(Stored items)
══════
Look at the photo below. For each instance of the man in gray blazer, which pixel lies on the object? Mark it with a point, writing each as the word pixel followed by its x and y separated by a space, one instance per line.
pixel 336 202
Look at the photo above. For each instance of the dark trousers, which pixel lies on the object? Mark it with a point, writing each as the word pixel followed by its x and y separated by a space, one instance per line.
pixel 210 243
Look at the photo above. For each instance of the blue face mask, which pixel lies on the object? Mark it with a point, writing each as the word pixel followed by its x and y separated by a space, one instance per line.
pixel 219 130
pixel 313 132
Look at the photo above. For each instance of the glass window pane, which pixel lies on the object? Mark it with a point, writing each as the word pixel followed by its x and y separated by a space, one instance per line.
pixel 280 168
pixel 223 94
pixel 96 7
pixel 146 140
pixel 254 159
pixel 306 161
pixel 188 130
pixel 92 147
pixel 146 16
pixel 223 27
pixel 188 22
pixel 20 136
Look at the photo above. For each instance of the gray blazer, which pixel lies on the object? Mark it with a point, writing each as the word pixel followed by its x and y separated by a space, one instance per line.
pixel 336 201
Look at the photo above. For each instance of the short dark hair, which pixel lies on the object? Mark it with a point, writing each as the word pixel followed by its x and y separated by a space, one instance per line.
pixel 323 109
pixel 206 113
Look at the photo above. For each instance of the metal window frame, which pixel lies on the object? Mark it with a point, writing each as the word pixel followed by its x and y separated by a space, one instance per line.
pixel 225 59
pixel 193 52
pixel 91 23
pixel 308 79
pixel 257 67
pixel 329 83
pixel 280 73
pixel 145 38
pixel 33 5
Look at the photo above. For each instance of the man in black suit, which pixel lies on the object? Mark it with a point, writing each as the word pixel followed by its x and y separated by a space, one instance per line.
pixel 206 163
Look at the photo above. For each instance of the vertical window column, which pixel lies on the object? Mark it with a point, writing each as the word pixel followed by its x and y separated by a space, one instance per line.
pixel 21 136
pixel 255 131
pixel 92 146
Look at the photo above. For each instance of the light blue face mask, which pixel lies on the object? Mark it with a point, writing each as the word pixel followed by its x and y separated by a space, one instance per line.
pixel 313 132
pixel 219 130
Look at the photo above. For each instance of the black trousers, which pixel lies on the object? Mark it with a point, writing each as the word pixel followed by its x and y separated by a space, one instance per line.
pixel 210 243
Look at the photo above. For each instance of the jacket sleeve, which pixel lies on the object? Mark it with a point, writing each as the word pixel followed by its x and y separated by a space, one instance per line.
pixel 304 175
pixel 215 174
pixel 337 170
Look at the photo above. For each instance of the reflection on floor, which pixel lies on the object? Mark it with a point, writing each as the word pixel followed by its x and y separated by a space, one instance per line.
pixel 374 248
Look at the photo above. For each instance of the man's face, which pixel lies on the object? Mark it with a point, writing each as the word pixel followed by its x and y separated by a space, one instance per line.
══════
• PROBLEM
Set down each entry from above once more, exactly as written.

• OUTPUT BELOW
Look at the photo below. For each instance of the man in gray blazer, which pixel lies on the object? Mark it with a point, writing each as the word pixel followed by its x and y separated by a space, one instance per line.
pixel 336 202
Look at the photo above. For each instance of the dark trousers, which pixel lies on the object? Mark it with a point, writing each as the word pixel followed by its x and y separated by a space, one instance per line.
pixel 210 243
Look at the photo above. For each instance of the blue face mask, which pixel lies on the object? Mark it with a point, writing each as the word pixel followed by its x and y separated by a space, one instance per line.
pixel 219 130
pixel 313 132
Look at the photo above. For each instance of the glass window pane, which pixel lies on the object? Mark it with a point, writing each as the word pixel followed by its x and y separated by a space, one instance per line.
pixel 280 168
pixel 223 94
pixel 96 7
pixel 146 140
pixel 254 159
pixel 306 161
pixel 188 130
pixel 92 147
pixel 146 16
pixel 223 27
pixel 188 22
pixel 20 136
Look at the photo above. For each instance of the gray blazer, which pixel lies on the object? Mark it with a point, writing each as the word pixel followed by its x and y separated by a space, one instance per line.
pixel 336 201
Look at the photo above. For each instance of the short dark hair, which pixel lies on the object? Mark it with a point, writing each as the word pixel followed by its x and y separated by a space, one instance per line.
pixel 323 109
pixel 206 113
Look at the photo above. For each instance of the metal window frame, which pixel lies on the object? Mark it with a point, writing each as the word pixel followed by its x and y separated by a space, one instance per line.
pixel 225 59
pixel 193 52
pixel 91 23
pixel 308 79
pixel 257 67
pixel 329 83
pixel 280 73
pixel 145 38
pixel 33 5
Look at the photo above. For each instance of the man in black suit, which pixel lies on the object? Mark it with a point, writing each as the word pixel followed by its x and y separated by a space, one instance per line.
pixel 206 163
Look at the photo above. For each instance of the vertical window column, which pixel lies on the object? Mark it with a point, writing each as the word pixel followed by its x and y separated by a space, one instance per line.
pixel 21 136
pixel 255 131
pixel 92 146
Look at the photo above. For each instance of the light blue face mask, which pixel lies on the object? Mark it with a point, writing each as the word pixel followed by its x and y separated by a space, one instance per line.
pixel 313 132
pixel 219 130
Look at the photo above. For each instance of the black trousers, which pixel lies on the object? Mark it with a point, writing each as the word pixel followed by its x and y separated by a space, one instance per line.
pixel 210 243
Look at the photo above. For each instance of the jacket sleeve, which pixel lies on the object? Mark it with a point, writing each as the word pixel followed by its x and y separated by a space, one instance per line.
pixel 304 175
pixel 215 174
pixel 337 170
Look at the photo above. For each instance of the reflection on floor, which pixel lies on the object? Mark it with a point, writing each as the word pixel followed by its x and y separated by a space, one instance per line.
pixel 374 248
Look at the photo above. For each instance of the man's face, which pixel lies on the object? Mark it with a point, writing each as the word pixel followed by its x and y separated by a space, one instance per line.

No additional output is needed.